■ **Goal**:
Locate each line in the listing below that contains the word "Where", and copy those lines in full.

■ **Task input**:
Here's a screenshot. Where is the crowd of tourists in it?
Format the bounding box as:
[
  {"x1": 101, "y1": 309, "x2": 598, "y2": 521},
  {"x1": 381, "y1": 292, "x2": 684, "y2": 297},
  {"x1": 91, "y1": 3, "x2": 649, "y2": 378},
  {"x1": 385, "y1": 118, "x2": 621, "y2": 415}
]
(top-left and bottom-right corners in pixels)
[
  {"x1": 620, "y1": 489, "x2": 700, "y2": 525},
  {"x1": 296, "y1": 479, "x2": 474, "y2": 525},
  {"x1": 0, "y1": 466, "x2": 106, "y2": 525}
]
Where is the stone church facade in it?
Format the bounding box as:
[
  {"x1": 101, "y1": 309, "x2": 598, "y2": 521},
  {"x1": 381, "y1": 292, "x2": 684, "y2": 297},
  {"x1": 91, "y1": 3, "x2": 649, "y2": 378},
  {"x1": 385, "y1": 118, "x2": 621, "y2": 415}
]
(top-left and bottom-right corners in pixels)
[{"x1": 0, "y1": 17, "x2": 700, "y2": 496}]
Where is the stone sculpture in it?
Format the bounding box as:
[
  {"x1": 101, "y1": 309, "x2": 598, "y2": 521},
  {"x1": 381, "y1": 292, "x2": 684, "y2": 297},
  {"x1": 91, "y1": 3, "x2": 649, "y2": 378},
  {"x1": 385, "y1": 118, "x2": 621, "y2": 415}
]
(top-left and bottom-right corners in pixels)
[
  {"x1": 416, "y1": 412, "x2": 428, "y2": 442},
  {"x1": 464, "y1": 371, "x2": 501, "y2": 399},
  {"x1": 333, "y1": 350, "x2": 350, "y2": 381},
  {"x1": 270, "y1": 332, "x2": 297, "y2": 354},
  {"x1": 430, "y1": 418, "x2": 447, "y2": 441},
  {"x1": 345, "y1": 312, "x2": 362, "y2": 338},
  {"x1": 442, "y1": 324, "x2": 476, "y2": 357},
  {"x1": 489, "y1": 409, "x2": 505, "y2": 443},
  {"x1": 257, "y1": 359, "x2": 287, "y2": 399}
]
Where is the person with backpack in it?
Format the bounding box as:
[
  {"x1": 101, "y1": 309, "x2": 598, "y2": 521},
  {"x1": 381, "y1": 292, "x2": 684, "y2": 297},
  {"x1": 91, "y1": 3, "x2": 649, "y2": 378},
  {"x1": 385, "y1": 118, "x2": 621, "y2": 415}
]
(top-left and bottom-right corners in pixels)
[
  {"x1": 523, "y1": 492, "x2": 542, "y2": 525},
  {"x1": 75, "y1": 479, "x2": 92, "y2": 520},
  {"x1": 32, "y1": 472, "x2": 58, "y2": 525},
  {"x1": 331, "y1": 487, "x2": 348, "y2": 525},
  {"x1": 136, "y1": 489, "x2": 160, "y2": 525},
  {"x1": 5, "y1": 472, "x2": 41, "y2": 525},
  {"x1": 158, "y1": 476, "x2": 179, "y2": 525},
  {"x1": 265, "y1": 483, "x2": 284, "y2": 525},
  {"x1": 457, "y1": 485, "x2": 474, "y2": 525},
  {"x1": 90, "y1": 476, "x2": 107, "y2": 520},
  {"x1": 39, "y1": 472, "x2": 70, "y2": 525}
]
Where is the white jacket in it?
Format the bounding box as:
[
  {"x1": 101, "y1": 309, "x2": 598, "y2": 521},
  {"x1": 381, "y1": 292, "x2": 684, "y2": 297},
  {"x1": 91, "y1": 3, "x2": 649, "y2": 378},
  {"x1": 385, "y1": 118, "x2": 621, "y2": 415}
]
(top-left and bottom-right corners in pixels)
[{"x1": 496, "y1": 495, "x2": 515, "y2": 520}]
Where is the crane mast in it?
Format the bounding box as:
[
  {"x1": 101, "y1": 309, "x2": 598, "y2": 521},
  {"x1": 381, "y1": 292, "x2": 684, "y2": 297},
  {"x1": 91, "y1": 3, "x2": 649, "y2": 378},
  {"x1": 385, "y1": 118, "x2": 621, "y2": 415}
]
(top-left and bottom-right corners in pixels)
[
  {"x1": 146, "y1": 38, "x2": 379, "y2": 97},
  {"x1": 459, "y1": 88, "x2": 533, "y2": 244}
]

■ **Written solution**:
Here's a screenshot. Where is the crowd of tourists in it?
Where is the stone church facade in it?
Where is the stone sculpture in it?
Where is the person with backpack in it?
Where is the white jacket in it?
Where is the crane mast in it?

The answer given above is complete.